*What you have to do*:
Each record is to be transcribed in full and exactly.

*Source material*:
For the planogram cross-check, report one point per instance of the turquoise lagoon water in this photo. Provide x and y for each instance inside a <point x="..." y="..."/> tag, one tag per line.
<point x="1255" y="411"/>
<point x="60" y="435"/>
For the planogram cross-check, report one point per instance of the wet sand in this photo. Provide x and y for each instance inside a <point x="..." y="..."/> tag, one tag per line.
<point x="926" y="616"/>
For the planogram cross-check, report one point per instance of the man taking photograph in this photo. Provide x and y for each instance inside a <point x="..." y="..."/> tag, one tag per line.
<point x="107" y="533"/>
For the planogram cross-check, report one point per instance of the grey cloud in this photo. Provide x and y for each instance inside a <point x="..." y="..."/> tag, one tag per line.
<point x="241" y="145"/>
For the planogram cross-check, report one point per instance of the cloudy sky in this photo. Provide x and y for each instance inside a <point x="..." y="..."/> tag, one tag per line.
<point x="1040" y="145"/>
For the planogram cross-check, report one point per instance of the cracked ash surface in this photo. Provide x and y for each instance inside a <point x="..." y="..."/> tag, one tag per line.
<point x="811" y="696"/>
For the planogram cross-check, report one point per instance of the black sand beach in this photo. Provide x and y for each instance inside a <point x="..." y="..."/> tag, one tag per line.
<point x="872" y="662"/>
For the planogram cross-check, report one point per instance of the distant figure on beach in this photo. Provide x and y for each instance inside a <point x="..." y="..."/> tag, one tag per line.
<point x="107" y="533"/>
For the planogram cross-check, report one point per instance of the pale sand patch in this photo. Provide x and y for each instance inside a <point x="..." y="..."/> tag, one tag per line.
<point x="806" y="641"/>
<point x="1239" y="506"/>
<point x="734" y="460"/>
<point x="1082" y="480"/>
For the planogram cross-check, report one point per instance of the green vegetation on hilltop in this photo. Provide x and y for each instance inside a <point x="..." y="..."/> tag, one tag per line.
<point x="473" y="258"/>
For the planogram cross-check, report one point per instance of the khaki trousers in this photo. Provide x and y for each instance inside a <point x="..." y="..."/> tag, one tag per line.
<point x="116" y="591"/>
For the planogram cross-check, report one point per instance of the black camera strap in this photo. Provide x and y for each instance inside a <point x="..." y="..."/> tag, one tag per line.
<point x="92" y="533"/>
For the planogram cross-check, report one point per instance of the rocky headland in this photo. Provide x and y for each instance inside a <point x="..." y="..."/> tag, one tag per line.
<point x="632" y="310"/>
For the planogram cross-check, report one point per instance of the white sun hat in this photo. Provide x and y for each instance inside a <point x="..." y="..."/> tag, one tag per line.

*Reply*:
For the planogram cross-check, report one point per instance of the turquoise lagoon water in this photo. Provide x and y for each instance inside a <point x="..." y="..."/> tag, one tag per line.
<point x="1255" y="411"/>
<point x="60" y="435"/>
For the planogram cross-check, report one point per instance of the wet sand in this photo. Provide x and y for each instance inside a <point x="..." y="..."/> tag, one tag per line.
<point x="926" y="616"/>
For the planogram cross-check, report one point per instance of the man taking photograph in this photo. Provide x and y for each instance inside a <point x="..." y="..."/> tag, one tag per line.
<point x="107" y="533"/>
For the planogram cross-check, report one point per instance of the grey cloud in this photo. Provide x and y for each instance inside a <point x="..." y="..."/> tag, one tag per line.
<point x="241" y="145"/>
For the planogram cross-check, report one point per instance of the cloudy sky in this photo. Provide x and y for each instance inside a <point x="..." y="..."/> tag, one tag per line.
<point x="1040" y="145"/>
For the planogram cross-check, report one point per instance of the cracked ash surface in this photo. Provide x and y for each instance inside a <point x="..." y="..."/> tag, one tag per line.
<point x="811" y="696"/>
For the planogram cross-check, report one point per instance of the black sand beach in this photo. Provide x and y for each instance inside a <point x="..." y="..."/> tag, one tag per line.
<point x="872" y="662"/>
For the planogram cross-check, report one point per instance of the distant figure on beach in this photo. Provide x and y for each instance inside a <point x="..." y="..."/> tag, one tag per line.
<point x="107" y="533"/>
For the planogram cross-check, report one point per instance of the pale sand patch in this photo. Provide x and y for each instance inside a <point x="..." y="..."/> tag, one tag per line.
<point x="806" y="641"/>
<point x="1239" y="506"/>
<point x="734" y="460"/>
<point x="1082" y="480"/>
For the planogram cross-check, report one point per instance of the green vegetation on hilltop in this photo. Provide x and y for each instance inside a <point x="..." y="..."/> tag, one tag per line.
<point x="473" y="258"/>
For the planogram cross-check, report one point per instance of the khaki trousers in this photo. Provide x and y for each instance inside a <point x="..." y="..."/> tag, one tag per line.
<point x="116" y="591"/>
For the planogram cross-check, report one point per instance of the black camera strap in this photo. Provide x and y for each instance inside a <point x="..." y="..."/> tag, one tag per line.
<point x="92" y="533"/>
For the planogram cross-check, report one point per instance of the rocky headland in this photo. Provide x and y for each instance inside a <point x="..." y="..."/> tag, one tag per line.
<point x="632" y="310"/>
For the planogram cross-check, report one point per instance of the white sun hat in this photo. Provide x and y for each instance inside a <point x="..." y="..."/> tag, one tag per line.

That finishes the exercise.